• _DOCUMENT PASSAGE_:
As of Thursday, May 25, a Russian tank that was destroyed by Ukrainian soldiers during the Battle of Kyiv last year is now on display at Leidseplein in Amsterdam. While organisers hope it will encourage conversations about the fragility of democracy, reactions so far have been mixed.
De Balie: Tank symbolises fragility and resilience of democracy
The exhibition, which was organised by the cultural centre De Balie, was officially opened at midday on Thursday by Amsterdam Mayor Femke Halsema, and features one tank, placed in the heart of busy Leidseplein.
Used by Russian troops during the Battle of Kyiv last spring, the 44-ton T-72B tank was destroyed on March 31 in the Ukrainian village of Dmytrivka. Since then, it has been on display in Berlin and at the Freedom Museum near Nijmegen.
The current exhibition is part of De Balie’s Forum on European Culture, with the tank acting as “a symbol of the fragility and resilience of democracy in Europe.” It will be on display in Amsterdam until Sunday, June 4, when it will return to the Freedom Museum.

• _LISTING_:
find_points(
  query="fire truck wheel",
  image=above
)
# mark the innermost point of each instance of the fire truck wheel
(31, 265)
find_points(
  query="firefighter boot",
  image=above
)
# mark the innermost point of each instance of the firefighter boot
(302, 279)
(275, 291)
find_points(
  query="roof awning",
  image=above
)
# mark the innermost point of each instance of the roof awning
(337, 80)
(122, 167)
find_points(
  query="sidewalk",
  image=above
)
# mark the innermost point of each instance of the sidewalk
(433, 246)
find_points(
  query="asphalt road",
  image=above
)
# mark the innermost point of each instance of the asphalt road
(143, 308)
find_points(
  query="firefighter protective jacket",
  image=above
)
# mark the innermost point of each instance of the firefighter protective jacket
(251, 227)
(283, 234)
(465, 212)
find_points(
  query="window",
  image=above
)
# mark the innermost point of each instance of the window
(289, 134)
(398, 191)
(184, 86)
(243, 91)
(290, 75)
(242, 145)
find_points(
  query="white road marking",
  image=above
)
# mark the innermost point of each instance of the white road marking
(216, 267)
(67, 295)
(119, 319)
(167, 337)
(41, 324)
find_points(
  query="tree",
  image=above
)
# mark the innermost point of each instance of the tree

• _GIVEN EXERCISE_:
Pick up the article about the destroyed Russian tank on display in Amsterdam where it stops, and write its next few paragraphs.

• _THE RESULT_:
Amsterdam’s latest exhibit sparks mixed reactions
During the opening ceremony on May 25, Halsema said the tank served as a “warning” that “peace, humanity, democratic values and freedom cannot be taken for granted,” adding that it “reminds us that we must defend democracy every day.” In spite of these words and De Balie’s intentions, so far the appearance of the tank in Amsterdam’s city centre has been met with mixed reactions.
As Halsema started her speech, protestors shouted “this tank should not be here” and “get rid of it!”, while others threw flowers and rose petals on the tank. Some also asked why it was a Russian tank and not a Ukrainian one. “I find it controversial to put this on the square like this. Doesn’t that hurt Ukrainians?”, Arwa Bikem told Het Parool.
Others were more positive, with one passer-by telling AT5 that the tank was impressive: “If you want to convey a message, you can do it this way.” Talking to Het Parool, Ukrainian student Vlodomyr Kutsyi also said it was “good that the tank is here”, and hoped it would raise awareness about the ongoing war in Ukraine.
Images via Amanda Weideman.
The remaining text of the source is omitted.